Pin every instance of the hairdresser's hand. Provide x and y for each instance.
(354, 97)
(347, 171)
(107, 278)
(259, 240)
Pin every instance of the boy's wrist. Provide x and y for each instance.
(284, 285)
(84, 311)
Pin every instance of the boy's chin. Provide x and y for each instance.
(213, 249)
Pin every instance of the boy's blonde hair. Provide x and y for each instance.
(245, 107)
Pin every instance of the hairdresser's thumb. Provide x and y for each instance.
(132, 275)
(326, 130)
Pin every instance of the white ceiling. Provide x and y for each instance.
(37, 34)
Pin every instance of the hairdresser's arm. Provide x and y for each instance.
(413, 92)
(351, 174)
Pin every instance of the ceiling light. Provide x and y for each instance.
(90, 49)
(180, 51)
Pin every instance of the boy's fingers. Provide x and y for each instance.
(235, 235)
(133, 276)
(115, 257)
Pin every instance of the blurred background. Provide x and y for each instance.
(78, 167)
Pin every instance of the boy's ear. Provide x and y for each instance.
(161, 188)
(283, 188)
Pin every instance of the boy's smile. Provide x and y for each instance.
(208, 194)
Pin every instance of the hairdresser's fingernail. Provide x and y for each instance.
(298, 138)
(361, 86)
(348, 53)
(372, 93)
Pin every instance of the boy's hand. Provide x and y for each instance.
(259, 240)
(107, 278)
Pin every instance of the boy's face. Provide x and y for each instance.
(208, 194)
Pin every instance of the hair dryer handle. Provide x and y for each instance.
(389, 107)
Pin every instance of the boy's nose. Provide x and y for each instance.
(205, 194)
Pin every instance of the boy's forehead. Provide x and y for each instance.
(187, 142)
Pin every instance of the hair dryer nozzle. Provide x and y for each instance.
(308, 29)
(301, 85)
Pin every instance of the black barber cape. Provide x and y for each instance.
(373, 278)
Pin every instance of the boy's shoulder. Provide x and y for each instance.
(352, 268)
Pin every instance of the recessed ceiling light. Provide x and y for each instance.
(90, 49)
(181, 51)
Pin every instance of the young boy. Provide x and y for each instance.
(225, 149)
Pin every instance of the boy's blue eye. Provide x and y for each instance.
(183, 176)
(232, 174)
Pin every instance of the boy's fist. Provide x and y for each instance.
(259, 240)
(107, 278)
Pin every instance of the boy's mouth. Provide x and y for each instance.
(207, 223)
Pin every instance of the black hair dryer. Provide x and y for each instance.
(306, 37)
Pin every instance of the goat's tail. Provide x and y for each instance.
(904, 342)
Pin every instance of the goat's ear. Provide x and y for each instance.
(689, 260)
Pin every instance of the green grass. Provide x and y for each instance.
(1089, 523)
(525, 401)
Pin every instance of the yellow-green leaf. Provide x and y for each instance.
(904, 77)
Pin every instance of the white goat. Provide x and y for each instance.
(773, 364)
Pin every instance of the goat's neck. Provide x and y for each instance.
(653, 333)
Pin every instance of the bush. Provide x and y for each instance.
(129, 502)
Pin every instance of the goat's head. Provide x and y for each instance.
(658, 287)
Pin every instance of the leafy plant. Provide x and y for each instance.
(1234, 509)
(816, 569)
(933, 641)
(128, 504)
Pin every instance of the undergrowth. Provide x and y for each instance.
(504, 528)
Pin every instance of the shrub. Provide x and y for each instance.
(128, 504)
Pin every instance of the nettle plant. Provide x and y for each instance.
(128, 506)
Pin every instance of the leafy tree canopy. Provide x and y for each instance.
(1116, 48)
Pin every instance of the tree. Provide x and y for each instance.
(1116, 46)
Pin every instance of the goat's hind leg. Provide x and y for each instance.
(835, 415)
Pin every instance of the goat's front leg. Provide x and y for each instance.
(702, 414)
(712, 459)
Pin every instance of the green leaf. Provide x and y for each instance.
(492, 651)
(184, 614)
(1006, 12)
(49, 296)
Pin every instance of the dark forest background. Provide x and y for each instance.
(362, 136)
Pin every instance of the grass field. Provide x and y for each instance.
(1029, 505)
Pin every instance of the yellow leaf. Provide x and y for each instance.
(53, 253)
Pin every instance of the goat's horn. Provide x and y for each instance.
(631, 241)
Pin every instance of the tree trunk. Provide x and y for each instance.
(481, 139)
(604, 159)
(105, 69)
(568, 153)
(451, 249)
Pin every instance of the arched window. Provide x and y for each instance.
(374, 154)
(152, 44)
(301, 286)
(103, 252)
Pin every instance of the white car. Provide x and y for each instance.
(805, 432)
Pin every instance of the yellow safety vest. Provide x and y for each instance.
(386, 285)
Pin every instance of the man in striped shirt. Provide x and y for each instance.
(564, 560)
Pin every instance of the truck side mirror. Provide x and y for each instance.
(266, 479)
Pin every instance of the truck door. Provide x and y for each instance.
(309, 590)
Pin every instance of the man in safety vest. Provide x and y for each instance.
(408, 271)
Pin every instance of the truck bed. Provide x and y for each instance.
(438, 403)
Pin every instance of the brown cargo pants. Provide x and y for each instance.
_ _ _ _ _ _ _
## Exercise
Repeat the data in full, keeping each word exactly as it is.

## Answer to this exercise
Pin every instance of the hairdresser's hand. Provide x and y for each instance.
(354, 97)
(347, 171)
(107, 278)
(259, 240)
Pin every instance of the boy's wrist. Provide x and y for each instance.
(284, 285)
(84, 311)
Pin every instance of the boy's chin. Provide x and y for each instance.
(213, 249)
Pin every instance of the boy's blonde hair. Provide x and y for each instance.
(245, 107)
Pin every instance of the hairdresser's thumb. Provide x and y for each instance.
(132, 275)
(326, 130)
Pin every instance of the white ceiling. Provide x and y for each instance.
(37, 34)
Pin every instance of the hairdresser's arm. Provide x and y for each instance.
(413, 92)
(351, 174)
Pin every instance of the ceiling light. Provide x and y for each instance.
(90, 49)
(180, 51)
Pin every instance of the boy's fingers. Provide x and y for each instance.
(235, 235)
(133, 276)
(115, 257)
Pin every instance of the blurred background. Provide x and y for each instance.
(78, 167)
Pin every instance of the boy's ear. Provide x and y for each instance.
(161, 188)
(283, 188)
Pin every instance of the boy's smile. Provide x and y for each instance.
(208, 194)
Pin every instance of the hairdresser's fingernail. Provide x and y for each instance.
(298, 138)
(361, 86)
(348, 53)
(372, 93)
Pin every instance of the boy's hand. Provide x and y for each instance.
(259, 240)
(107, 278)
Pin every instance of the boy's face. Provide x and y for each instance.
(208, 194)
Pin every instance of the hair dryer handle. Provide x and y for each instance.
(389, 107)
Pin every instance of the boy's nose. Provide x and y for each instance.
(205, 194)
Pin every instance of the boy's forehead. Provide x and y for each instance.
(187, 142)
Pin every instance of the hair dryer nozzle. Provide x and y for each instance.
(308, 29)
(301, 85)
Pin every instance of the black barber cape. Provide x and y for each instance.
(373, 278)
Pin every instance of the boy's shoulder. Provide x and y for each instance.
(352, 268)
Pin every instance of the recessed ceiling light. Provide x and y for each instance.
(90, 49)
(181, 51)
Pin every instance of the young boy. Provide x and y for each instance.
(225, 149)
Pin every instance of the boy's blue eye. Provide x and y for each instance.
(183, 176)
(232, 174)
Pin every instance of the boy's fist. Provide x and y for each instance.
(259, 240)
(107, 278)
Pin every instance of the boy's mouth. Provide x and y for each instance.
(207, 223)
Pin every instance of the black hair dryer. Provide x and y for each instance.
(306, 37)
Pin every instance of the goat's tail. Provide x and y for each instance.
(904, 342)
Pin every instance of the goat's ear. Provide x and y for each instance.
(689, 260)
Pin every instance of the green grass. Provide x and y for each instance.
(1089, 523)
(525, 401)
Pin every instance of the yellow-green leaf. Provide x and y for each instance.
(904, 77)
Pin every instance of the white goat. Provide x and y for each instance.
(773, 364)
Pin every instance of the goat's neck. Provide x and y for each instance.
(653, 333)
Pin every instance of the bush. Provide x and y for each instance.
(129, 502)
Pin every instance of the goat's head. Provide x and y for each instance.
(658, 287)
Pin every instance of the leafy plant. Provide x and y for each instance.
(1234, 509)
(816, 569)
(933, 641)
(128, 504)
Pin every instance of the undergrowth. Provide x and y for each instance.
(504, 528)
Pin every instance of the shrub. Provide x and y for each instance.
(128, 504)
Pin every instance of the nettle plant. Provide x and y for each instance.
(128, 506)
Pin every instance of the leafy tree canopy. Provide x and y for each instance.
(1116, 48)
Pin every instance of the tree. Provide x and y for each instance.
(1116, 46)
Pin every instance of the goat's hind leg. Provide x and y for each instance.
(835, 415)
Pin every instance of the goat's front leg. Provide x and y for each instance.
(702, 414)
(712, 459)
Pin every instance of the green leaf. Provide x and y for each instance.
(492, 651)
(184, 614)
(1006, 12)
(49, 296)
Pin every instance of the dark forest background. Provide x and y for each instance.
(362, 136)
Pin every instance of the grass field. Provide x and y for each instance.
(1029, 505)
Pin every instance of the yellow leaf. Provide x and y for each instance.
(53, 253)
Pin every instance of the goat's horn. Provide x and y for each instance.
(631, 241)
Pin every instance of the tree trunk. Provide x and y for each instance.
(481, 139)
(604, 159)
(105, 69)
(568, 153)
(451, 249)
Pin every instance of the arched window. Provide x and y for each instance.
(374, 154)
(152, 44)
(301, 286)
(103, 252)
Pin every instance of the white car. Provide x and y for each instance.
(805, 432)
Pin every instance of the yellow safety vest. Provide x and y for each instance.
(386, 285)
Pin every instance of the man in striped shirt. Provide x and y for each instance.
(564, 560)
Pin every instance of the truck side mirror. Provide x and y for each instance.
(266, 479)
Pin every instance of the truck door. Provide x and y for each instance.
(309, 590)
Pin every instance of the man in safety vest. Provide x and y for each instance.
(408, 271)
Pin every instance of the truck bed. Provide x and y for each instance.
(438, 403)
Pin every instance of the brown cargo pants. Provide x and y for each instance.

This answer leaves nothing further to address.